- _Provided information_:
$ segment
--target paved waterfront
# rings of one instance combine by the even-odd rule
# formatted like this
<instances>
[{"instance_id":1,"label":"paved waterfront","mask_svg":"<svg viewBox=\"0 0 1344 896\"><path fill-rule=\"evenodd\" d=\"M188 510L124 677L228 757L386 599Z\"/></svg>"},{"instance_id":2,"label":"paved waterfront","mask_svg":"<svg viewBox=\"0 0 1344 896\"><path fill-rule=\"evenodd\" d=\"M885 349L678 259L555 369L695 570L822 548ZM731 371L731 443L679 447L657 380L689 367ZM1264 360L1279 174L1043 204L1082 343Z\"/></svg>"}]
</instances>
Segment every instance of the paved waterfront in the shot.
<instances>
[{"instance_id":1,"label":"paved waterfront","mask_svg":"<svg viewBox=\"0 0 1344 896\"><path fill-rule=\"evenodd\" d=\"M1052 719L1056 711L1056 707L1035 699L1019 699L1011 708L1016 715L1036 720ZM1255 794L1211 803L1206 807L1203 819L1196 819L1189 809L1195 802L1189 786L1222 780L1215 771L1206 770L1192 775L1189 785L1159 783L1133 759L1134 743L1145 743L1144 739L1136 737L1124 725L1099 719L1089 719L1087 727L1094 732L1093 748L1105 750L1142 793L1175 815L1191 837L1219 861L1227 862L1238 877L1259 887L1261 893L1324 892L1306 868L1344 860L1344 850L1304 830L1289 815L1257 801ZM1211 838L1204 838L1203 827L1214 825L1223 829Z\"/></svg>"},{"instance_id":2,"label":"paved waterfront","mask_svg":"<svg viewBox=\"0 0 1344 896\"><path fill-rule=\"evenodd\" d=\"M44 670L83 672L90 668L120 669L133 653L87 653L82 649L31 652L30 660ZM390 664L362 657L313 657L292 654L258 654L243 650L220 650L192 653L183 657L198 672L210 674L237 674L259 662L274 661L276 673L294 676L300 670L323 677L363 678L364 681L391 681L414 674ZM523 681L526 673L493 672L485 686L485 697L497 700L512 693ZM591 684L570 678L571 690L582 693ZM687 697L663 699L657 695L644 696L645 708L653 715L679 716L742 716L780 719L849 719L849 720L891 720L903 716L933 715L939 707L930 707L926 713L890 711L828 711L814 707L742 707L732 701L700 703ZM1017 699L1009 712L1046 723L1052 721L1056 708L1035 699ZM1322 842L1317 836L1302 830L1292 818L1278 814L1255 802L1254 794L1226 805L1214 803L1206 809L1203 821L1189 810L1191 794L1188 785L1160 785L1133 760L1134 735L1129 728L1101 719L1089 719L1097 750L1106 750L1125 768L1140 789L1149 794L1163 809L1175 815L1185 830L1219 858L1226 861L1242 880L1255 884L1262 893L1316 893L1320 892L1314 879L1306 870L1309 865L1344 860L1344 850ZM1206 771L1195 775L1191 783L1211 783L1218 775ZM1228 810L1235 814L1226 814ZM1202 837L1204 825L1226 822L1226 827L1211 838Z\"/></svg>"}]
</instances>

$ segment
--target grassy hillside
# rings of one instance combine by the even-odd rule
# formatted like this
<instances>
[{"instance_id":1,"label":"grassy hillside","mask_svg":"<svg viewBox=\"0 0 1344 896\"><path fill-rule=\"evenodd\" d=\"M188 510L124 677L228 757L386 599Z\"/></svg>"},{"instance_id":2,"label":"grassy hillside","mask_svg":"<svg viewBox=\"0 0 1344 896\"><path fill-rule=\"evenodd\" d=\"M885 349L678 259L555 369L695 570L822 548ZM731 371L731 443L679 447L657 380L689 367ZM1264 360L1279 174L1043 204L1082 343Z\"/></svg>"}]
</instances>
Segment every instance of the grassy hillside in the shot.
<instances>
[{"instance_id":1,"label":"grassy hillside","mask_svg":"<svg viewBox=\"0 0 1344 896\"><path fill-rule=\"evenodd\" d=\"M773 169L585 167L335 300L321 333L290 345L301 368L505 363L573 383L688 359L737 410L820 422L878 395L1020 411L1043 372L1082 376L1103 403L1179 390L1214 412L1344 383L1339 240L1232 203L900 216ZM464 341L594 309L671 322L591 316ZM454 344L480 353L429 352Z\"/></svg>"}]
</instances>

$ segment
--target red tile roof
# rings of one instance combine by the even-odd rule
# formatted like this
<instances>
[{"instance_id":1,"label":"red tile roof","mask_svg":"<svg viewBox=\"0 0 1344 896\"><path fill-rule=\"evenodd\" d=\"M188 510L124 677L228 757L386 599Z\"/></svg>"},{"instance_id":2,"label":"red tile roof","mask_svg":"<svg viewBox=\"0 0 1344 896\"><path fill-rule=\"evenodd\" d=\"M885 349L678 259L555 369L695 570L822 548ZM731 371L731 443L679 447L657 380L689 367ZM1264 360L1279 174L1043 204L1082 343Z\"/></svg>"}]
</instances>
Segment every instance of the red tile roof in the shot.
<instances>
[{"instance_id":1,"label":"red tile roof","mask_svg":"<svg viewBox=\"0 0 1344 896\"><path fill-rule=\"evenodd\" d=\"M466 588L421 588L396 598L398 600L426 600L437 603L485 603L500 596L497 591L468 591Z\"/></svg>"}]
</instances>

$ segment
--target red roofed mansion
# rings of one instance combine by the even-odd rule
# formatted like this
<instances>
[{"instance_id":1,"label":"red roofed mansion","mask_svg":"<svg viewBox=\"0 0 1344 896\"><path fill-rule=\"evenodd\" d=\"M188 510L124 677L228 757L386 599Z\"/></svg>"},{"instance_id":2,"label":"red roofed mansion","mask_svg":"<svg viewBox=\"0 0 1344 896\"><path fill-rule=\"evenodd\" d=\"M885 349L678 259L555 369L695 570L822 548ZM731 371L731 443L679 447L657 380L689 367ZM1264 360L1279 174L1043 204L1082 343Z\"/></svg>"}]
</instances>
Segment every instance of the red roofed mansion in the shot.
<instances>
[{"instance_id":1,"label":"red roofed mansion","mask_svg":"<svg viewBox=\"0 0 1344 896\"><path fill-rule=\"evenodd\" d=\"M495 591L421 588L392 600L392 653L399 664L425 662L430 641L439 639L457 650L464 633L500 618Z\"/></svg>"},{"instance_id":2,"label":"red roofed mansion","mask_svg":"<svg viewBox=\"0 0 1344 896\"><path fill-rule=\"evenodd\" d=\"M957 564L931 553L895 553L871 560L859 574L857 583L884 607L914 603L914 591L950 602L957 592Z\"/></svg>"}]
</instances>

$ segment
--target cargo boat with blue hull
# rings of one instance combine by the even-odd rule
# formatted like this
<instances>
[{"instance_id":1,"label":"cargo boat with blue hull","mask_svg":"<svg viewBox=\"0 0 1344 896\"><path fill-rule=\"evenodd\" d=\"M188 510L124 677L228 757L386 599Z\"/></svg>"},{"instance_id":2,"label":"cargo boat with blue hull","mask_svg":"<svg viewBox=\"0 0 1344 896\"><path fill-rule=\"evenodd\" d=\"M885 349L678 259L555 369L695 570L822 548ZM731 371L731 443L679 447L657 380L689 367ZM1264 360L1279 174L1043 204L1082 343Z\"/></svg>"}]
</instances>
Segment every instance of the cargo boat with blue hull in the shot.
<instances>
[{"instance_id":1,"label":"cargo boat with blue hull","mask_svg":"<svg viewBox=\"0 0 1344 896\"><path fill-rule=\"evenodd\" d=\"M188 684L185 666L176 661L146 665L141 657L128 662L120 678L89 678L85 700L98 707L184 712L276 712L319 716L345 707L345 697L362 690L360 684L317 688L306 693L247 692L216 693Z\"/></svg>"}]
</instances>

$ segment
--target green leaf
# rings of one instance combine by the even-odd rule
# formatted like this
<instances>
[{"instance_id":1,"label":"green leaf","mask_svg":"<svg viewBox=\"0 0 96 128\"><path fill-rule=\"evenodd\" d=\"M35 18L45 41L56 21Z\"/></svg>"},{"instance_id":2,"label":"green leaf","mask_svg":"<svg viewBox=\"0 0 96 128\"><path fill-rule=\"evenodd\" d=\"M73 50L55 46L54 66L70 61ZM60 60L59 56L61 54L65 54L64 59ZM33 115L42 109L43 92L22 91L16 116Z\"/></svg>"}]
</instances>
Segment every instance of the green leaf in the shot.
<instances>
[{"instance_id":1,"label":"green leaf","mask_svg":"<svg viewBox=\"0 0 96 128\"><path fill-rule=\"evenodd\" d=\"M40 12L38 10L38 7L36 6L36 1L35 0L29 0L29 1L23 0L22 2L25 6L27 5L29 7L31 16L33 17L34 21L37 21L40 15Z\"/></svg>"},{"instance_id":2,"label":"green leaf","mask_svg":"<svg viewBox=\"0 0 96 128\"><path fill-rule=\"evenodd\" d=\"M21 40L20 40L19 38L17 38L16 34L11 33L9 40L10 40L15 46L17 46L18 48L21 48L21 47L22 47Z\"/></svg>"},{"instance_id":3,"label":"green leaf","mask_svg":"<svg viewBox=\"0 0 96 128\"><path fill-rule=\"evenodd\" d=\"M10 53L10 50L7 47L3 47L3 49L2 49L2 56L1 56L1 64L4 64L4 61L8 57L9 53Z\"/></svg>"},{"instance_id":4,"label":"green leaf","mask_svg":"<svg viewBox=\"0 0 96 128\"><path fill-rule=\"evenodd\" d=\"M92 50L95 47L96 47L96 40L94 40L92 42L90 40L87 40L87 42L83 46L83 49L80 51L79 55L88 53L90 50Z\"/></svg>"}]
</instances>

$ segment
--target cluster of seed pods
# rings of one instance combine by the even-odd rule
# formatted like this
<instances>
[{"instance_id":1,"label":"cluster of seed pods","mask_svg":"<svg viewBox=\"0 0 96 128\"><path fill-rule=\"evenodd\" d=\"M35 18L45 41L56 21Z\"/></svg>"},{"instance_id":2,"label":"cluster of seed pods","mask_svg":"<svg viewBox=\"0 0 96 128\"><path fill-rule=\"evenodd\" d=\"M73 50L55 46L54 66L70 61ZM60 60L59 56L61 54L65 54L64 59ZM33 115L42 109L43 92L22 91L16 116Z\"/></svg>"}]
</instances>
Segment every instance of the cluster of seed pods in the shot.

- _Stated exercise_:
Please count the lines in the material above that contain the string "target", treating uppercase and lowercase as different, and give only the number.

- _Exercise solution_:
7